_To do_:
Present the lines below as a numbered list, omitting any blank lines.

++++ Material shown

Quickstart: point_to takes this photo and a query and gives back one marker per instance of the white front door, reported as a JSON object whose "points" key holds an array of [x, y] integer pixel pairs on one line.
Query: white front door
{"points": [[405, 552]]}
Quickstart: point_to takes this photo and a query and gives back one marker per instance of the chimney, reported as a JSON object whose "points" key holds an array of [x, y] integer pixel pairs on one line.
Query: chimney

++++++++

_Result_:
1. Quickstart: point_to takes this photo and a query and gives back one marker per instance of the white front door, reported as a JSON object whose "points" key holds an array of [x, y] integer pixel pairs on one line.
2. Query: white front door
3. {"points": [[405, 552]]}
4. Quickstart: point_to takes this photo and a query and gives back one marker per instance of the chimney, reported as a JSON object whose "points" key holds an array of [x, y] integer pixel pairs on one line.
5. Query: chimney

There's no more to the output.